# ppl who plow with 1500s



## bru z71 (May 10, 2009)

i am putting a plow on my silverado 1500 its a 2005 anyone have any complants with plowing with a half ton? or anything that you put on the truck to get ready to make it handle the work a little easyer send me some pictures of your truck with the plow i kind of want to see what it will look like thanks ussmileyflag


----------



## mrfixitpaul (Jan 21, 2009)

My father in law has a GMC 1500 with a 7 1/2 fisher, 2005 and it seems to push as good or better than my 2500HD with 8'. He had to raise the torsion bars a little for the weight but hasn't done anything else and all seems fine.


----------



## Mark13 (Dec 3, 2006)

I plow with a 1500. I've added a trans cooler, temp guage, GH code tbars (3/4 or 1 ton maybe),and heavier spring packs. I run a 7.6ft unimount with wings that puts me at 9.8ft.


----------



## KSikkema (Oct 7, 2008)

i plow with a '03 silverado 1500 fisher mm2 7.5' straight blade. works well. have timbrens in front, ballast in rear, torsion bars turned up. just know your limits


----------



## 2COR517 (Oct 23, 2008)

Probably the weakest link on the half tons is the transmission. Take it easy, and make sure you come to a complete stop before going from [D] to [R].


----------



## Mark13 (Dec 3, 2006)

2COR517;780736 said:


> Probably the weakest link on the half tons is the transmission. Take it easy, and make sure you come to a complete stop before going from [D] to [R].


x2. I've been pretty hard on mine though and it's still kickin along. I think the 4l60e is tougher (at least mine is) then most give it credit for, but it's still no 80/85e or allison.

» **Stated problem 1**
From the plowing thread, return the passage word for word, starting at the words "I plow with a 1500." and ending after "(Oct 7, 2008)".
The forum thread and the records are separate, unrelated material.

» **Task data**
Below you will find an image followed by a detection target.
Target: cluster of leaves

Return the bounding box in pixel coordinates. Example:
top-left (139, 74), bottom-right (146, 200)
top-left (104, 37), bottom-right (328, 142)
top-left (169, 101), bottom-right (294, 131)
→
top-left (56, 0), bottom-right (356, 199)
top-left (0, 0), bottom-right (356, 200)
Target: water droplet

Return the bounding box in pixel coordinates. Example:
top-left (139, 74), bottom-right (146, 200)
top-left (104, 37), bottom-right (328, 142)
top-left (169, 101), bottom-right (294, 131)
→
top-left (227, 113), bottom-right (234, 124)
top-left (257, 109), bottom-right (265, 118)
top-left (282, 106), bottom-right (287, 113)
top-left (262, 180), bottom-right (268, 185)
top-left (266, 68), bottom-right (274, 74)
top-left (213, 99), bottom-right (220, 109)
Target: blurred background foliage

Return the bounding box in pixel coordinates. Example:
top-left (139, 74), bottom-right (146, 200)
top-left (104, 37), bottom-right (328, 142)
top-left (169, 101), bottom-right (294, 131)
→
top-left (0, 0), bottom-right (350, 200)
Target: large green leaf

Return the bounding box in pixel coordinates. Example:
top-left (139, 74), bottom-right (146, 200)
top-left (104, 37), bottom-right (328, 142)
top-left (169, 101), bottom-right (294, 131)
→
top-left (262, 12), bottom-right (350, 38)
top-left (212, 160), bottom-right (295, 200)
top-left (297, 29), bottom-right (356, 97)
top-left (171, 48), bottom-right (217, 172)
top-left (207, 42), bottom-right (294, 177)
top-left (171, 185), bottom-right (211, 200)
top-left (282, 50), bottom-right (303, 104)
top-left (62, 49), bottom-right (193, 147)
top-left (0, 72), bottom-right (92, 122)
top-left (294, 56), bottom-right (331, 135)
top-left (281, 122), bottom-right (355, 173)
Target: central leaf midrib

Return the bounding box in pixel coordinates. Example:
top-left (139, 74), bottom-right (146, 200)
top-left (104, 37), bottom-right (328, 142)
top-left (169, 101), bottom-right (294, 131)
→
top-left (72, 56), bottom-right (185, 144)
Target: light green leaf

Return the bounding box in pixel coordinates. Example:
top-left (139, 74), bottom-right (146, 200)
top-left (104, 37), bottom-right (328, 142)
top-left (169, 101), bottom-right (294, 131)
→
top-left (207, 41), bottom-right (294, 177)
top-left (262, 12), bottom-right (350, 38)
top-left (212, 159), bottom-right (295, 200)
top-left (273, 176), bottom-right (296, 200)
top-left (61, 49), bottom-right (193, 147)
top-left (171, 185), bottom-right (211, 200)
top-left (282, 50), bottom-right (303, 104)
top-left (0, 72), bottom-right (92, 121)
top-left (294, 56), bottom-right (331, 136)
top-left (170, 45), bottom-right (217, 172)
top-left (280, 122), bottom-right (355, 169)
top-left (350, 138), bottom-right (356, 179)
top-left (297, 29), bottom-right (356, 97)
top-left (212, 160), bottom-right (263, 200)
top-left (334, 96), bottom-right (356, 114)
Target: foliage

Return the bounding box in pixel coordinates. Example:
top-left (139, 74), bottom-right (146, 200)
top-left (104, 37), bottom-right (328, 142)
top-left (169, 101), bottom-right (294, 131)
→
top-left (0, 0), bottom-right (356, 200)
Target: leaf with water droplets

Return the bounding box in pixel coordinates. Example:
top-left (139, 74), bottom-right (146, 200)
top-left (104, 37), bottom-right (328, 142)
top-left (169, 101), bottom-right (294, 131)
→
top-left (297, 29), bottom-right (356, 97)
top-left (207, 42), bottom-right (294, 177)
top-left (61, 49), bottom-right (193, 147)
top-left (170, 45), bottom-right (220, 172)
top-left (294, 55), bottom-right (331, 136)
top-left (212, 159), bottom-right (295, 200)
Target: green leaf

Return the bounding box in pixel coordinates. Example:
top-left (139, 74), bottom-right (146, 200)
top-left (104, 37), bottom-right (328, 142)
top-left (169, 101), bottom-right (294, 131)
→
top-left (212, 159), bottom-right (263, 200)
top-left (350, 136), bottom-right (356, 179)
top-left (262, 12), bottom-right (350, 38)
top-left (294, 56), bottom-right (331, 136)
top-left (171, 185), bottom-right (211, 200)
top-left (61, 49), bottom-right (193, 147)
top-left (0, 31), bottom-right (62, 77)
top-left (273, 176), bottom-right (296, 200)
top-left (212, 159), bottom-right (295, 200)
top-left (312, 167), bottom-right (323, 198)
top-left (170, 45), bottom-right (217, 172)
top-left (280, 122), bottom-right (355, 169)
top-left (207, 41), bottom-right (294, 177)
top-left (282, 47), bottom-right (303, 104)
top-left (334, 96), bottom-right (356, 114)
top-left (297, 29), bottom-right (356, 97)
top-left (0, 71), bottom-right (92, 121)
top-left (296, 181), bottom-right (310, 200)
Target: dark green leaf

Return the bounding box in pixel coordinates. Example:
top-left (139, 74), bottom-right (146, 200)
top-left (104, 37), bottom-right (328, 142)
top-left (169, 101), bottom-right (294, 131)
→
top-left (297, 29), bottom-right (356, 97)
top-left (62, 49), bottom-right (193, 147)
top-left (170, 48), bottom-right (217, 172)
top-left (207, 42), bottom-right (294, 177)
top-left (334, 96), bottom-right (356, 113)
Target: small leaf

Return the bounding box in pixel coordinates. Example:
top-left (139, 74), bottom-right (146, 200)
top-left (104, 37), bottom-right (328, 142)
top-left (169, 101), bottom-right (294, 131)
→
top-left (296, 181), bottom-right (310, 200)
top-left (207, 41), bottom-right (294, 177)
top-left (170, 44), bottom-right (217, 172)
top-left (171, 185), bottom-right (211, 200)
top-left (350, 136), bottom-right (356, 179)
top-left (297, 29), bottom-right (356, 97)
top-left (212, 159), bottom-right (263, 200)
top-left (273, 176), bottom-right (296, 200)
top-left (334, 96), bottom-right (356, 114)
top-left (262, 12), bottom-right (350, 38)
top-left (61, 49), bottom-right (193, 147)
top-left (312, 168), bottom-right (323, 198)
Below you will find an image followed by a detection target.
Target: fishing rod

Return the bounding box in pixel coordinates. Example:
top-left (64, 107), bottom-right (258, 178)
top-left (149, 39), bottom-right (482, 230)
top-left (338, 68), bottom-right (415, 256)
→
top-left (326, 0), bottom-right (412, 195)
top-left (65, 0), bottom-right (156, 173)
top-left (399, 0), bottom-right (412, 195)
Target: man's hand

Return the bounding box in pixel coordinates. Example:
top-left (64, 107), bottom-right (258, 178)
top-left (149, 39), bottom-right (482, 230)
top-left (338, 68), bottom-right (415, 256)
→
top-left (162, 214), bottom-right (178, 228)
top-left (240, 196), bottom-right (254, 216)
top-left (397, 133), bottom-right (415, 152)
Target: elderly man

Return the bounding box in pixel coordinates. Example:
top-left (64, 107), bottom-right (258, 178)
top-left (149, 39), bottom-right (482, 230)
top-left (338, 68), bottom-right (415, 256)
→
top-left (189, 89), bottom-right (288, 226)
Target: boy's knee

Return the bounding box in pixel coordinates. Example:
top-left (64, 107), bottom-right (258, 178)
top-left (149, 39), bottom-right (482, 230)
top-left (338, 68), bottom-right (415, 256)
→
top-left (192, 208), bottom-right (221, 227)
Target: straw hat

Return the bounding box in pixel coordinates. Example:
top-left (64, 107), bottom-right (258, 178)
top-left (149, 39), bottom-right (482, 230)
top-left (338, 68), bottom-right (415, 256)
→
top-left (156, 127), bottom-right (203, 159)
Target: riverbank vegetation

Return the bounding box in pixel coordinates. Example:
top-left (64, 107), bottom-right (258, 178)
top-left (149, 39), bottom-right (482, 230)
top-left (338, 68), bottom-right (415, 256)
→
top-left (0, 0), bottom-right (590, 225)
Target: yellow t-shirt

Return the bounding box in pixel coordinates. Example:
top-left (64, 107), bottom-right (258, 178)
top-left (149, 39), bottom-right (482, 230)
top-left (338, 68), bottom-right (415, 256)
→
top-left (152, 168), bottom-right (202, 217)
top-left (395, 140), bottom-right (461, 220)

» **Stated problem 2**
In the records, start at the line that has "Target: blurred background foliage" and stop after the line that has "top-left (0, 0), bottom-right (350, 200)". Return only those lines, with "foliage" swapped for "greenery" and everything else left as it is.

» **Task response 1**
I plow with a 1500. I've added a trans cooler, temp guage, GH code tbars (3/4 or 1 ton maybe),and heavier spring packs. I run a 7.6ft unimount with wings that puts me at 9.8ft.


----------



## KSikkema (Oct 7, 2008)

» **Task response 2**
Target: blurred background greenery

Return the bounding box in pixel coordinates. Example:
top-left (139, 74), bottom-right (146, 200)
top-left (104, 37), bottom-right (328, 142)
top-left (169, 101), bottom-right (294, 131)
→
top-left (0, 0), bottom-right (350, 200)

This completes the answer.